The request -
Reproduce every line of the listing as written, apart from the pictures.

Collected data:
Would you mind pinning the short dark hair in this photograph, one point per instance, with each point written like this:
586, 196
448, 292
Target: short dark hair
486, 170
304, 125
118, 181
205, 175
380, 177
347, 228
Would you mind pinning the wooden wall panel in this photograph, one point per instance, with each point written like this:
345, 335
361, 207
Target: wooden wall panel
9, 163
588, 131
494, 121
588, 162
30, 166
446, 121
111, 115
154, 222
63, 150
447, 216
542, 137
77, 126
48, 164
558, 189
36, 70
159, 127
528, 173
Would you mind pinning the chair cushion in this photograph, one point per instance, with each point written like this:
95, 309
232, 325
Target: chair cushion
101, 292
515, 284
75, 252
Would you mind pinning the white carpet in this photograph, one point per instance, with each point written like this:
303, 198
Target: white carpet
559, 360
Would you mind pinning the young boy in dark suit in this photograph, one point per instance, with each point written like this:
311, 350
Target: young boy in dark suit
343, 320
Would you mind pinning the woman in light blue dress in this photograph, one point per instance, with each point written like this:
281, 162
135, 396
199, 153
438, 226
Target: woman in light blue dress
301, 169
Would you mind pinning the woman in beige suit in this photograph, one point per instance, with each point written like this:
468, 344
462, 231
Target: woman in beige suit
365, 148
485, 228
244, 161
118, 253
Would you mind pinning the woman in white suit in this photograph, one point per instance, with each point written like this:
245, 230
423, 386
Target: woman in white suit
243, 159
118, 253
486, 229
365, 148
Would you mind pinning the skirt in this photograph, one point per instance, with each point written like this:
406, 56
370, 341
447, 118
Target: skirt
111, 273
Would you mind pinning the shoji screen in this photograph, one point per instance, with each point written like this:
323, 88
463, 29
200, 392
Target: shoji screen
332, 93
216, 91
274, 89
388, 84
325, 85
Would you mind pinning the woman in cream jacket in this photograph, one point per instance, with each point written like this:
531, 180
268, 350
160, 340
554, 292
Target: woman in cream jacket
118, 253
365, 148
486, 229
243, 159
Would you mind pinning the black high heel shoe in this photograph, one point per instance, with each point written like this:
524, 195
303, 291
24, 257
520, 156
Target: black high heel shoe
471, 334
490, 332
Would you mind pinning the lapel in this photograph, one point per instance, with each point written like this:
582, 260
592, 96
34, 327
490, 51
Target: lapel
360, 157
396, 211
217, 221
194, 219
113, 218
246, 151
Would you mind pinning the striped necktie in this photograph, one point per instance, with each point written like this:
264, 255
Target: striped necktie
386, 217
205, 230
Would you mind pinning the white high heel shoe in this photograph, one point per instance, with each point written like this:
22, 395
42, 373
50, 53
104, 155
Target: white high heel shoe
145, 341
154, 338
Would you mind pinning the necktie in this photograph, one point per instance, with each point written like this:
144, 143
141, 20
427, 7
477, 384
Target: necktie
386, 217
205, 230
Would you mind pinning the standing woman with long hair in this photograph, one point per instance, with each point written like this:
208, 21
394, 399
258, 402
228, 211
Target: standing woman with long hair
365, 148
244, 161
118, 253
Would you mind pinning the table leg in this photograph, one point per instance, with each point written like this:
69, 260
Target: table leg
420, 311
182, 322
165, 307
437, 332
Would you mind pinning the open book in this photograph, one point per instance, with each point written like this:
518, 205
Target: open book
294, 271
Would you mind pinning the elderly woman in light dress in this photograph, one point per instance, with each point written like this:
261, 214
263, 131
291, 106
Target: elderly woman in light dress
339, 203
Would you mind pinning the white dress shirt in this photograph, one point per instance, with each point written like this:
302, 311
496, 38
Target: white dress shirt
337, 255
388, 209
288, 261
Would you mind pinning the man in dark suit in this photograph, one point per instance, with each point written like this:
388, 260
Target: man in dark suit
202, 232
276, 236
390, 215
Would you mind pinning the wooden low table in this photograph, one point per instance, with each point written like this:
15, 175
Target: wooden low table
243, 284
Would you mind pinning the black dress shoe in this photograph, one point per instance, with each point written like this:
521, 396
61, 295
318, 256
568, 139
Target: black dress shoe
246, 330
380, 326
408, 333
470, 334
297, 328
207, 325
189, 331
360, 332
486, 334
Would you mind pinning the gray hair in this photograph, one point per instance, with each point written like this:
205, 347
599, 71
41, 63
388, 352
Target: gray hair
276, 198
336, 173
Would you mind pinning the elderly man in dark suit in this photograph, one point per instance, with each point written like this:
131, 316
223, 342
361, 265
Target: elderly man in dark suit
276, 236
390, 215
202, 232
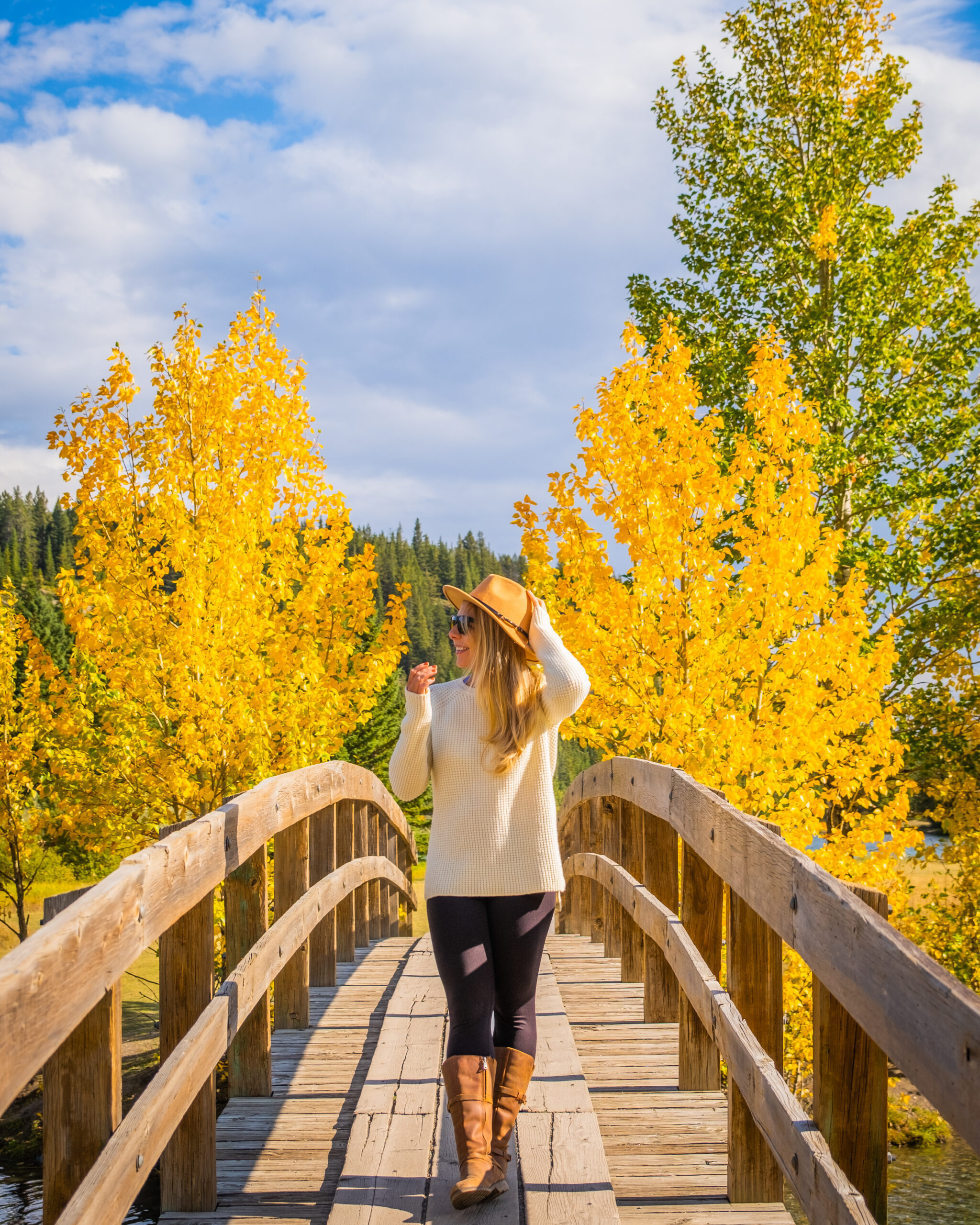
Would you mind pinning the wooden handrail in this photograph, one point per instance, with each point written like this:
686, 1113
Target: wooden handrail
798, 1146
124, 1165
918, 1012
60, 973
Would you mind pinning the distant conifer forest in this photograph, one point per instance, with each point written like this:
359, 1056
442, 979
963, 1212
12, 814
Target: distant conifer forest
37, 542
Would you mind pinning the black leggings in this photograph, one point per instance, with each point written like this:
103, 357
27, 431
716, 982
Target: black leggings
488, 953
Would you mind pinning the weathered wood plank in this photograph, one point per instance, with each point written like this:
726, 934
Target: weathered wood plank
245, 922
612, 849
345, 912
661, 876
292, 873
926, 1021
125, 1163
802, 1152
564, 1170
755, 983
702, 900
51, 981
850, 1088
362, 918
82, 1102
633, 859
323, 863
374, 889
188, 1163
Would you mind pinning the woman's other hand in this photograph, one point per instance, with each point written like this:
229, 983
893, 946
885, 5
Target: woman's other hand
421, 678
539, 609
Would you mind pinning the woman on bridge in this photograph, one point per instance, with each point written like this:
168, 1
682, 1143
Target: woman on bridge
489, 743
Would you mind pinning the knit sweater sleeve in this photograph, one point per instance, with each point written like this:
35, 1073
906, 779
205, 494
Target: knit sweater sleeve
412, 760
567, 681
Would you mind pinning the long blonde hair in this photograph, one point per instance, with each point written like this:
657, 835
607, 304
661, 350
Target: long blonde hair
509, 691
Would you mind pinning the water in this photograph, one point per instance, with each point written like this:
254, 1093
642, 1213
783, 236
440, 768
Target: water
21, 1190
935, 1186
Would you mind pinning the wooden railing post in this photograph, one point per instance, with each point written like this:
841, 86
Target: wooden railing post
661, 876
383, 849
755, 983
612, 909
850, 1088
374, 887
82, 1084
405, 926
189, 1165
392, 892
292, 876
702, 901
323, 863
245, 920
345, 911
631, 825
576, 884
563, 901
597, 893
362, 900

Complete output -
Would you mind pinning the short dark hair in this photograph, one point per instance, with each point written like this:
586, 196
448, 292
Target: short dark hair
486, 170
304, 125
118, 181
205, 175
380, 177
347, 228
Would you mind pinning the wooden wall panel in this photograph, one point per instance, with each point written like this:
345, 335
361, 207
Target: wooden wall panel
9, 163
588, 131
494, 121
588, 162
30, 166
446, 121
111, 115
154, 222
63, 150
447, 216
542, 137
77, 126
48, 164
558, 189
36, 70
159, 127
528, 173
Would you mind pinning the chair cushion in this photograph, one point per instance, with each point written like this:
95, 309
232, 325
Target: chair cushion
101, 292
515, 284
75, 252
Would you mind pinning the white carpet in this photograph, one point per instance, with each point written like this:
303, 198
Target: white carpet
559, 360
Would you mind pinning the young boy in dark suit in this photograph, one point per instance, with each point written like this:
311, 350
Target: young boy in dark suit
343, 320
Would you mind pinning the woman in light blue dress in this photograph, one point per instance, with each point written like this:
281, 162
135, 396
199, 153
438, 226
Target: woman in light blue dress
301, 169
Would you mind pinning the woman in beige suit in this photograph, one point per instance, with each point written like this:
468, 344
462, 231
Target: woman in beige suit
365, 148
485, 228
244, 161
118, 253
Would you mind pinning the woman in white suit in this photograph, one point per instance, with each point written like this:
245, 230
423, 386
Target: woman in white suit
243, 159
118, 253
486, 229
365, 148
Would you mind pinning the skirt in this photograph, one point per instance, with each point written like this:
406, 56
370, 341
447, 118
Target: skirt
111, 273
Would you mind pinning the shoji screen in this photograph, one point per instance, with each point written like this:
323, 88
463, 29
200, 392
Target: shoji screen
332, 93
216, 91
274, 89
388, 84
325, 85
Would you mind pinning the woman in cream jacket in this photograph, one point per instance, with each point written like this:
531, 180
268, 350
160, 340
554, 292
Target: woman in cream jacket
118, 253
365, 148
486, 229
243, 159
Would you mind pinning the black high heel shoe in this photograph, one point per instance, with each point written like this:
524, 195
303, 291
24, 257
520, 156
Target: black high heel shoe
471, 334
490, 332
Would you mind pinning the lapel in this photograph, one point per instance, with each point written like this:
582, 260
592, 96
34, 327
490, 51
Target: lapel
360, 157
396, 211
217, 221
194, 219
113, 218
246, 151
Would you mind pinning the striped necktie in this photograph, one point per instance, with each point written like this:
264, 255
Target: striped necktie
386, 217
205, 230
Would you mind pinning the white high heel shoe in this photograph, one point per instance, with each point written like this:
22, 395
42, 373
50, 53
104, 155
Target: white high heel shoe
145, 341
154, 338
Would you mind pinning the necktie in this photograph, one point per instance, with each point written like this:
144, 143
141, 20
427, 7
477, 384
Target: necktie
386, 217
205, 230
Would you mind pinning the standing woman with long hair in this photograph, one point per instance, with each point written like this:
208, 21
394, 399
258, 402
228, 211
Target: standing woman with long hair
365, 148
244, 161
118, 253
Would you mind pinning the table leg in this photograph, one point per instance, with each point written like this:
69, 260
Target: table leg
420, 311
182, 322
165, 307
437, 332
Would you mind pinning the open book in this photograph, one point per instance, with each point written like this:
518, 205
Target: open book
294, 271
Would you mind pinning the elderly woman in light dress in this photograph, one point per instance, with each point written like this:
261, 214
263, 131
291, 106
Target: elderly woman in light dress
339, 203
Would you mind pinning the white dress shirt in this photograph, one point per instance, with each point written like this:
302, 311
496, 38
Target: white dress shirt
337, 255
388, 209
288, 261
Would you mind pinning the man in dark suit in this photograph, one point per instance, with each point written like this:
388, 260
Target: man in dark suit
202, 232
276, 236
390, 215
Would you mind pinning the wooden low table in this photograph, one point per instance, with each point written like this:
15, 175
Target: wooden low table
243, 284
Would you mind pinning the black dress shoe in this photograph, one point per instance, with each point written like this:
521, 396
61, 295
318, 256
568, 139
Target: black dress shoe
246, 330
380, 326
408, 333
470, 334
297, 328
207, 325
189, 331
360, 332
486, 334
Would you mind pinning the gray hair in this photograph, one point per instance, with each point written like this:
205, 347
599, 71
41, 63
388, 352
Target: gray hair
276, 198
336, 173
Would you mind pinning the elderly man in dark suit in this photograph, one point per instance, with each point written like this:
131, 316
223, 342
361, 265
Target: elderly man in dark suit
276, 236
390, 215
202, 232
Would you mind pinning the wooden handrail in this photograph, one point per instance, with each point written like this:
686, 1113
Target: wooden handrail
798, 1146
124, 1165
918, 1012
60, 973
Would you mind pinning the distant conifer forest in this photograph, one point per instance, with each point written like this:
359, 1056
442, 979
963, 1212
12, 814
Target: distant conifer forest
37, 542
Would you mind pinning the black leggings in this photograph, one point per instance, with each point written like this:
103, 357
27, 431
716, 982
Target: black leggings
488, 953
Would you mind pinning the weathered wood plank in this photograph, one point per instance, with each point written like this:
726, 934
Target: weathered wood plank
245, 922
612, 849
345, 912
661, 876
292, 873
926, 1021
125, 1163
802, 1152
564, 1170
755, 983
702, 900
51, 981
850, 1088
362, 918
82, 1102
633, 859
323, 863
374, 889
188, 1163
Would you mind pinning the woman's other hand in this photograph, one point per instance, with each point written like this:
229, 983
893, 946
885, 5
Target: woman's other hand
421, 678
539, 609
Would you mind pinning the woman on bridge in this photograph, one point per instance, with each point written like this:
168, 1
682, 1143
Target: woman on bridge
489, 743
Would you mind pinning the knit sweater sleeve in this photograph, one point per instance, with each point written like this:
35, 1073
906, 779
205, 494
Target: knit sweater sleeve
412, 760
567, 681
Would you mind pinning the long blonde hair in this photograph, one point per instance, with each point written like this:
657, 835
607, 304
661, 350
Target: long blonde hair
509, 691
Would you mind pinning the water in this photograph, one point per instance, with each point written like this:
254, 1093
642, 1213
783, 236
440, 768
Target: water
21, 1190
935, 1186
Would you mind pinning the wooden railing post in this photograph, one point per instance, with each point written like this:
841, 86
Target: wooden railing post
661, 876
383, 849
755, 983
612, 909
850, 1088
374, 887
82, 1084
405, 926
189, 1165
392, 892
292, 876
702, 901
323, 863
245, 920
345, 911
631, 825
576, 884
563, 901
597, 893
362, 900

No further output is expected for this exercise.